### Aim
Reproduce the lines of the records below, verbatim, from the line containing "lookup utility box --output bbox" through the end of the records, inclusive.

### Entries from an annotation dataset
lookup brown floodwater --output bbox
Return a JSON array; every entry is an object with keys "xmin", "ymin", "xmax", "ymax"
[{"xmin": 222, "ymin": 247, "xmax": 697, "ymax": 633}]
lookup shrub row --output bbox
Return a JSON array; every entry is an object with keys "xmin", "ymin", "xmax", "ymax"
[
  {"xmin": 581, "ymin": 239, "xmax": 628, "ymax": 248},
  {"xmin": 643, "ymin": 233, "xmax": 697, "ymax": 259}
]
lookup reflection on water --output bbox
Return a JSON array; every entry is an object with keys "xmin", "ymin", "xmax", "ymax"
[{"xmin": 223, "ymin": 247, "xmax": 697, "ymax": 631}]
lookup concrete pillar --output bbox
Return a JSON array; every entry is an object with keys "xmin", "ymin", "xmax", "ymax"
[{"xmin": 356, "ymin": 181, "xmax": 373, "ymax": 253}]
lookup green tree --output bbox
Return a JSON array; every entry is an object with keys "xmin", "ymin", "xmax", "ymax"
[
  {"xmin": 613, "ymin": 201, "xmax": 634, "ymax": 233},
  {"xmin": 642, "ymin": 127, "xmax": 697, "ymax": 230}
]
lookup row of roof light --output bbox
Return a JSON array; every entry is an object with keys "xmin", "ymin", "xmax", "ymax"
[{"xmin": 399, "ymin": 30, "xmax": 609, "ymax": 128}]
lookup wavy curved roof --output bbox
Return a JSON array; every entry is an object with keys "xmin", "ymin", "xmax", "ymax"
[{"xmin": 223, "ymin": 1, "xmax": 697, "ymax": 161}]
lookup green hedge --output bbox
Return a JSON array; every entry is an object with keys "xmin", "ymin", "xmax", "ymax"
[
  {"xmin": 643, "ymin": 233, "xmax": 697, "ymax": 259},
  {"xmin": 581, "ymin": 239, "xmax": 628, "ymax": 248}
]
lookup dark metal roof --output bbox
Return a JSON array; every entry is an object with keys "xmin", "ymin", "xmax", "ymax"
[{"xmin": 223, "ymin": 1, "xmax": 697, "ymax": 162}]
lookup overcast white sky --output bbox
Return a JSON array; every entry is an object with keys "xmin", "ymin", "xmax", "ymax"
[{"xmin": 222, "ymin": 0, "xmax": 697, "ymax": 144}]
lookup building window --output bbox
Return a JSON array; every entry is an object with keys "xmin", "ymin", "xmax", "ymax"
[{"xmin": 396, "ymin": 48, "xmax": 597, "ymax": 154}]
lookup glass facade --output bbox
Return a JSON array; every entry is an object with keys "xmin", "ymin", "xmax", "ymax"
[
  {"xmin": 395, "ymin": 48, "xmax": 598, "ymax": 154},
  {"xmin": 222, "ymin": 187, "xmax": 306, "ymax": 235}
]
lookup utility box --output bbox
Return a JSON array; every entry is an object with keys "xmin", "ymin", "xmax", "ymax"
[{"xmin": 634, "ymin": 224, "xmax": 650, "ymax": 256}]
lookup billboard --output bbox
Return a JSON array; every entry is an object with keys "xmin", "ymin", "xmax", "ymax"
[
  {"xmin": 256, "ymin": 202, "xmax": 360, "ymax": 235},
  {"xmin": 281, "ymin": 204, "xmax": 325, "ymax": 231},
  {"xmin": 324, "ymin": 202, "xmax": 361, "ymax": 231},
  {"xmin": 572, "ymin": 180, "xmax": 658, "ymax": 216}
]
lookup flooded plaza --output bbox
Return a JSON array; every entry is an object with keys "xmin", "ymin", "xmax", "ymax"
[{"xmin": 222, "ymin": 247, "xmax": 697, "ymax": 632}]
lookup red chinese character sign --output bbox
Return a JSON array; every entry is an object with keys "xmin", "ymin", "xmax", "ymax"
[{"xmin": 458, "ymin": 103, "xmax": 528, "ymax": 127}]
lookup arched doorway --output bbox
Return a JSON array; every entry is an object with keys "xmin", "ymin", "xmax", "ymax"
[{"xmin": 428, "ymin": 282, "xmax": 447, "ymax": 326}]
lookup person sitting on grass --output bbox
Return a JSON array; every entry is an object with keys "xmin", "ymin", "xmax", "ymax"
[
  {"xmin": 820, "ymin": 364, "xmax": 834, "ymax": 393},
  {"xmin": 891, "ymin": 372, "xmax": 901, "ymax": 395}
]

### Result
lookup utility box --output bbox
Return a JSON array; every entry is an object with keys "xmin", "ymin", "xmax", "ymax"
[{"xmin": 634, "ymin": 224, "xmax": 650, "ymax": 256}]
lookup billboard --output bbox
Return a JSON array; every entry is an object with keys "xmin", "ymin", "xmax", "ymax"
[
  {"xmin": 256, "ymin": 202, "xmax": 360, "ymax": 235},
  {"xmin": 281, "ymin": 204, "xmax": 325, "ymax": 231},
  {"xmin": 324, "ymin": 202, "xmax": 361, "ymax": 231},
  {"xmin": 572, "ymin": 180, "xmax": 658, "ymax": 216}
]
lookup flooded plaza --output bbox
Return a JSON array; every entry is an object with keys "xmin", "ymin", "xmax", "ymax"
[{"xmin": 222, "ymin": 247, "xmax": 697, "ymax": 632}]
lookup red chinese character sign --output bbox
Return a JSON array; every entry is an object with keys "xmin", "ymin", "xmax", "ymax"
[{"xmin": 458, "ymin": 103, "xmax": 528, "ymax": 127}]
lookup arched doorway --output bbox
Return a JSON array; every entry is an object with keys "xmin", "ymin", "xmax", "ymax"
[{"xmin": 428, "ymin": 282, "xmax": 447, "ymax": 326}]
lookup person sitting on grass --output bbox
Return a JSON array; every entry is an object with keys "xmin", "ymin", "xmax", "ymax"
[
  {"xmin": 820, "ymin": 364, "xmax": 834, "ymax": 393},
  {"xmin": 891, "ymin": 372, "xmax": 901, "ymax": 395}
]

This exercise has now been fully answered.